_Goal of the exercise_:
Check each line of the records below for the word "rough" and copy those where it appears.

Data records:
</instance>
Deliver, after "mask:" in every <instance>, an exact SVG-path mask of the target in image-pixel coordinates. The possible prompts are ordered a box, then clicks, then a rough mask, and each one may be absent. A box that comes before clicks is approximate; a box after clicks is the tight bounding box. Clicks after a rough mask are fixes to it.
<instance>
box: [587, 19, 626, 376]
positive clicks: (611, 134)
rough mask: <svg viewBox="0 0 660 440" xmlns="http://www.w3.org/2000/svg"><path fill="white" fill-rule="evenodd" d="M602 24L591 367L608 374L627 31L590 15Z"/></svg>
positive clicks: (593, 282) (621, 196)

_Solved problem_:
Deliver, after "mask:" in every <instance>, an exact SVG-path mask of the target in image-pixel coordinates. The possible prompts are ordered a box, then clicks, then a rough mask, and each one may be absent. A box that comes before clicks is approximate; a box after clicks is the tight bounding box. Clicks after a rough mask are fixes to it.
rough mask: <svg viewBox="0 0 660 440" xmlns="http://www.w3.org/2000/svg"><path fill="white" fill-rule="evenodd" d="M602 24L591 367L608 374L627 31L590 15Z"/></svg>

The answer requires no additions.